**Directives**
(a) Answer these questions about the UTF-8 conversion thread:
(i) Which year is given in the remark calling a default to MBCS character encoding a crime?
(ii) How many different techniques does the posted code use for converting?
(iii) What string is assigned to str inside main?
(b) From the UTF-8 conversion thread, extract the text between "However, all of" and "os, const std::wstring &data)", inclusive.

**Passage shown**
_ _ _ _

It's also a good idea to stop using Code::Blocks. Defaulting to MBCS character encoding in 2015 is a crime.

UTF8ToUTF16 failing

I have the following code which is just three sets of functions for converting UTF8 to UTF16 and vice-versa. It converts using 3 different techniques..
However, all of them fail:
std::ostream& operator << (std::ostream& os, const std::string &data)
{
SetConsoleOutputCP(CP_UTF8);
DWORD slen = data.size();
WriteConsoleA(GetStdHandle(STD_OUTPUT_HANDLE), data.c_str(), data.size(), &slen, nullptr);
return os;
}
std::wostream& operator <<(std::wostream& os, const std::wstring &data)
{
DWORD slen = data.size();
WriteConsoleW(GetStdHandle(STD_OUTPUT_HANDLE), data.c_str(), slen, &slen, nullptr);
return os;
}
std::wstring AUTF8ToUTF16(const std::string &data)
{
return std::wstring_convert<std::codecvt_utf8<wchar_t>>().from_bytes(data);
}
std::string AUTF16ToUTF8(const std::wstring &data)
{
return std::wstring_convert<std::codecvt_utf8<wchar_t>>().to_bytes(data);
}
std::wstring BUTF8ToUTF16(const std::string& utf8)
{
std::wstring utf16;
int len = MultiByteToWideChar(CP_UTF8, 0, utf8.c_str(), -1, NULL, 0);
if (len > 1)
{
utf16.resize(len - 1);
wchar_t* ptr = &utf16[0];
MultiByteToWideChar(CP_UTF8, 0, utf8.c_str(), -1, ptr, len);
}
return utf16;
}
std::string BUTF16ToUTF8(const std::wstring& utf16)
{
std::string utf8;
int len = WideCharToMultiByte(CP_UTF8, 0, utf16.c_str(), -1, NULL, 0, 0, 0);
if (len > 1)
{
utf8.resize(len - 1);
char* ptr = &utf8[0];
WideCharToMultiByte(CP_UTF8, 0, utf16.c_str(), -1, ptr, len, 0, 0);
}
return utf8;
}
std::string CUTF16ToUTF8(const std::wstring &data)
{
std::string result;
result.resize(std::wcstombs(nullptr, &data[0], data.size()));
std::wcstombs(&result[0], &data[0], data.size());
return result;
}
std::wstring CUTF8ToUTF16(const std::string &data)
{
std::wstring result;
result.resize(std::mbstowcs(nullptr, &data[0], data.size()));
std::mbstowcs(&result[0], &data[0], data.size());
return result;
}
int main()
{
std::string str = "консоли";
MessageBoxA(nullptr, str.c_str(), str.c_str(), 0); //Works Fine!

_ _ _ _

[Coordinate annotation entries]
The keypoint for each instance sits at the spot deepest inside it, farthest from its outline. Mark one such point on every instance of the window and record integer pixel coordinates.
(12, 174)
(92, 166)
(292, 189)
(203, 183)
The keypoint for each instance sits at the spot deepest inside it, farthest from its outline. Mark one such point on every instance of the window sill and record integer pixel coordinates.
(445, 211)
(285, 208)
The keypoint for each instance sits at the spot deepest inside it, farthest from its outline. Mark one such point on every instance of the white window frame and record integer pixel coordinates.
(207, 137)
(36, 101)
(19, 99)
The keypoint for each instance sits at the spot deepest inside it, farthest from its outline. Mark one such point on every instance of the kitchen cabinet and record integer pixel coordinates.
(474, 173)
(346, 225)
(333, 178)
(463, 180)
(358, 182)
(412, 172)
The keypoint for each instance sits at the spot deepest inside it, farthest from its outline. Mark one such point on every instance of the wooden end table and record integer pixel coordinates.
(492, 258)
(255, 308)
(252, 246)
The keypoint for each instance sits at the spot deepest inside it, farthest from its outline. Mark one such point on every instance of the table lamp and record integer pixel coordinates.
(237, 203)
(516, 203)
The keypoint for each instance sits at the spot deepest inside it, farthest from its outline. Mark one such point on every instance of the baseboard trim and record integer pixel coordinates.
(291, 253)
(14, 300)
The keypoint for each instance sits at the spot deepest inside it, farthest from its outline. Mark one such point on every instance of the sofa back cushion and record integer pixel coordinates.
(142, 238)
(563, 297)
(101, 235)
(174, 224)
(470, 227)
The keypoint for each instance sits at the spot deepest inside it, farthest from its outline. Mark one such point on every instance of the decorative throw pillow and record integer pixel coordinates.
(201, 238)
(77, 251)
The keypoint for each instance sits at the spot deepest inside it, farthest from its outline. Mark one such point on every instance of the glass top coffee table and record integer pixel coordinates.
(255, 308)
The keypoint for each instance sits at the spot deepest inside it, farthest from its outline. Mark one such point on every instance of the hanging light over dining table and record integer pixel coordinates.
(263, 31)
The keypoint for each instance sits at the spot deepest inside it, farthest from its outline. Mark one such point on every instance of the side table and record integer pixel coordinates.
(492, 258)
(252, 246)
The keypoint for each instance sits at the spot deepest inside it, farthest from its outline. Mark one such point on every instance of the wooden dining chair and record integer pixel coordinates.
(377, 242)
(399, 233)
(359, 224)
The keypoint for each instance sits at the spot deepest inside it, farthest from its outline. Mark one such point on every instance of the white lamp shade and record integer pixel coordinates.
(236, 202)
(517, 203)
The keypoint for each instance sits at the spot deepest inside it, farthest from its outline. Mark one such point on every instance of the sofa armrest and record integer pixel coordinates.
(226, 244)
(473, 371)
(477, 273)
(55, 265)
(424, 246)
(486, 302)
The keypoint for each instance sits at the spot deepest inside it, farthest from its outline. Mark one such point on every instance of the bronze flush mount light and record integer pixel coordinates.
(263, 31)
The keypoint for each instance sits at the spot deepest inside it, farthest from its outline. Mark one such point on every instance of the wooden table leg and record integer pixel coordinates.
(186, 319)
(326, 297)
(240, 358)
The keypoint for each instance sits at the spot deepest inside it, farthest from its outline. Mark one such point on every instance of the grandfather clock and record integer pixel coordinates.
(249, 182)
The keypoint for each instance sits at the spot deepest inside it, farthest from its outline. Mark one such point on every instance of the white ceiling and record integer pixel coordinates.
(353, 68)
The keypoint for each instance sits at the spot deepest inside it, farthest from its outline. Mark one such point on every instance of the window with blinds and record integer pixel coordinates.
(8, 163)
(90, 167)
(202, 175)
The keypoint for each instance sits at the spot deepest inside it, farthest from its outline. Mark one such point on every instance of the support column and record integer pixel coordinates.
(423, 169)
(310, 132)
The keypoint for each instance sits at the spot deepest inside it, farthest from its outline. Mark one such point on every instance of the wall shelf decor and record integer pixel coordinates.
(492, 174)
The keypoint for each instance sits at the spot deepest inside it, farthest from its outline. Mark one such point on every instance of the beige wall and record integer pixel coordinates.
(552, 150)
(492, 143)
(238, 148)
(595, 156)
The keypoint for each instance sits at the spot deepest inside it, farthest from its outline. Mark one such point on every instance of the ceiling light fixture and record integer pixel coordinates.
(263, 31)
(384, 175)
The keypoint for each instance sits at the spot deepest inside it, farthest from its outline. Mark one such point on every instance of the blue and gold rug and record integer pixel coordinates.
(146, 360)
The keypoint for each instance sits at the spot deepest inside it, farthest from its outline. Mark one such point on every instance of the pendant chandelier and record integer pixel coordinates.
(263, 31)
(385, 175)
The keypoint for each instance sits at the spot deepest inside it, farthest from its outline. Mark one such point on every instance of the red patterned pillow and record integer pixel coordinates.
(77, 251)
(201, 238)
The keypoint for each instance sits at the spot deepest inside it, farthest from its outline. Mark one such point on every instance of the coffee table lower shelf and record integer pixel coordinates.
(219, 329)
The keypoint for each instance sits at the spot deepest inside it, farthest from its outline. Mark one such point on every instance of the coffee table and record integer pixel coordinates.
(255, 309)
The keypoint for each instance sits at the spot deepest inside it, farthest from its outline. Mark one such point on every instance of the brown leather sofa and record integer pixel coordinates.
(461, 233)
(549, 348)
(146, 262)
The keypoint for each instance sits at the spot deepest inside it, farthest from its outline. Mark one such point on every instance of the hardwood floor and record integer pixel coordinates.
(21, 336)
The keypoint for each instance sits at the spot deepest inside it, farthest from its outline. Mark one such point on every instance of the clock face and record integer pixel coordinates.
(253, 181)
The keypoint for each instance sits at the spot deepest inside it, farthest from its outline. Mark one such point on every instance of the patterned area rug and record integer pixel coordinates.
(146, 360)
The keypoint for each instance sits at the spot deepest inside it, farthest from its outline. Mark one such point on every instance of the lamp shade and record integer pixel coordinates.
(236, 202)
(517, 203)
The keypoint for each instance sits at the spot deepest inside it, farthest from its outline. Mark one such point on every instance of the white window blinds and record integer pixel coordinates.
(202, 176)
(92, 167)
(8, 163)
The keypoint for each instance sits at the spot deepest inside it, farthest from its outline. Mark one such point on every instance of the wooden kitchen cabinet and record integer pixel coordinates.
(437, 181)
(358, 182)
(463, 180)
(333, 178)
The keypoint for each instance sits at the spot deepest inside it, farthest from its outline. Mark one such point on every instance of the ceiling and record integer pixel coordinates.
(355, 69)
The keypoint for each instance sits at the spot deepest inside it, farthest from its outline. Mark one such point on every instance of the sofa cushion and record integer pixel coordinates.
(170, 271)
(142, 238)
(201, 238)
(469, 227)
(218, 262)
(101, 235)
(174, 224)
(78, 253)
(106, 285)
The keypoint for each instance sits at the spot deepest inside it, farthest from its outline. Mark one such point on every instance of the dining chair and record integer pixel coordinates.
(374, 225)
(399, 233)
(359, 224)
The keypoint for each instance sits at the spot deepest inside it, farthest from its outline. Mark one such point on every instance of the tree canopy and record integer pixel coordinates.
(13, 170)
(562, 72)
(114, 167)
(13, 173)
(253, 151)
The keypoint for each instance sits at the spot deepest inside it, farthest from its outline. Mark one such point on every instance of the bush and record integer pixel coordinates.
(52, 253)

_ _ _ _

**Expected results**
(a)
(i) 2015
(ii) 3
(iii) "консоли"

(b)
However, all of them fail:
std::ostream& operator << (std::ostream& os, const std::string &data)
{
SetConsoleOutputCP(CP_UTF8);
DWORD slen = data.size();
WriteConsoleA(GetStdHandle(STD_OUTPUT_HANDLE), data.c_str(), data.size(), &slen, nullptr);
return os;
}
std::wostream& operator <<(std::wostream& os, const std::wstring &data)